##### RAW RECORDS #####
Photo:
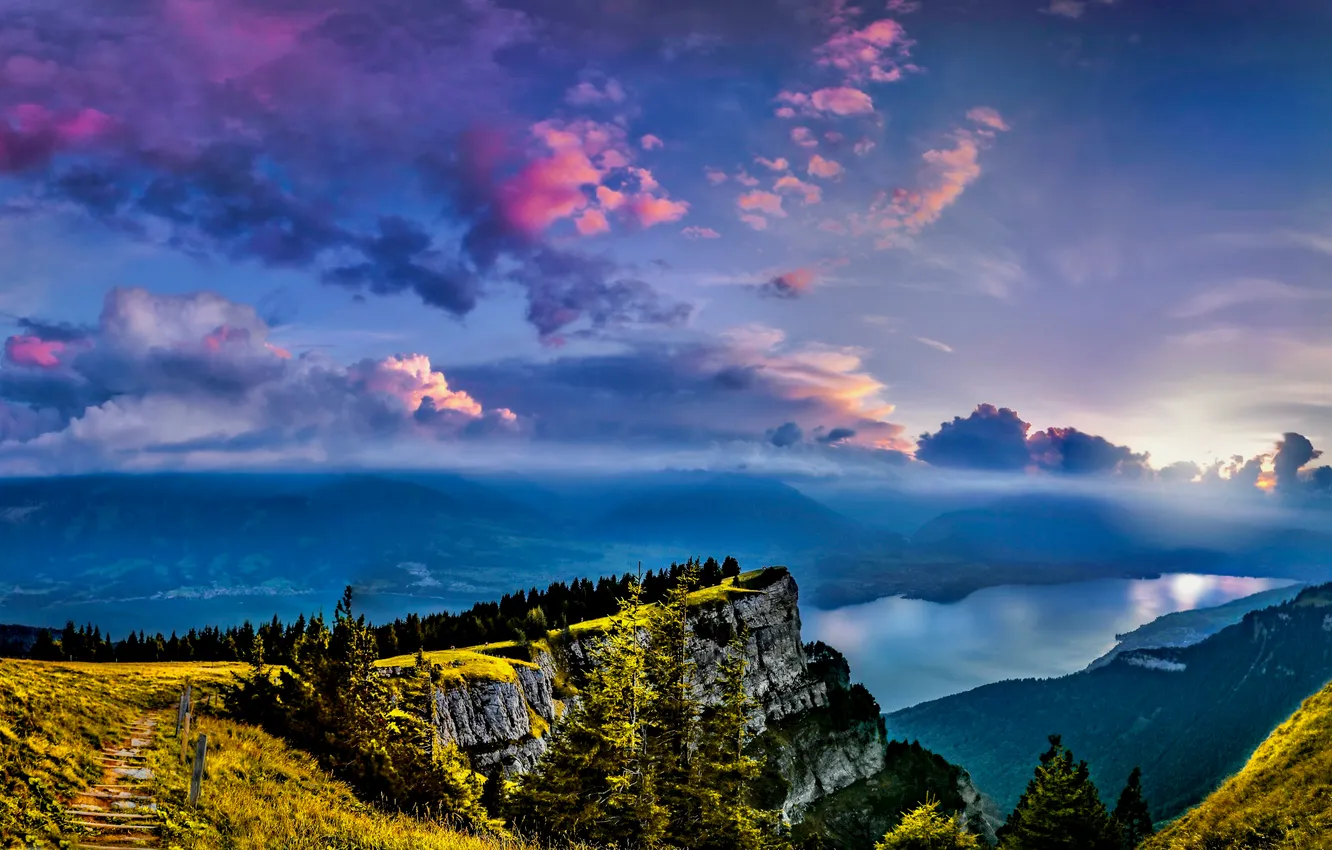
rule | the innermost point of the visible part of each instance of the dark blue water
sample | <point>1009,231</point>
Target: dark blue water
<point>909,650</point>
#####
* JOB
Can you repeat the records with every "water" swapped for "sea", changing nothing else and leaving the pictures out?

* RESULT FOR THIS TASK
Photo:
rule | the innermost point of the visible part of each instance of the dark blue sea
sample | <point>1009,231</point>
Target: dark blue sea
<point>909,650</point>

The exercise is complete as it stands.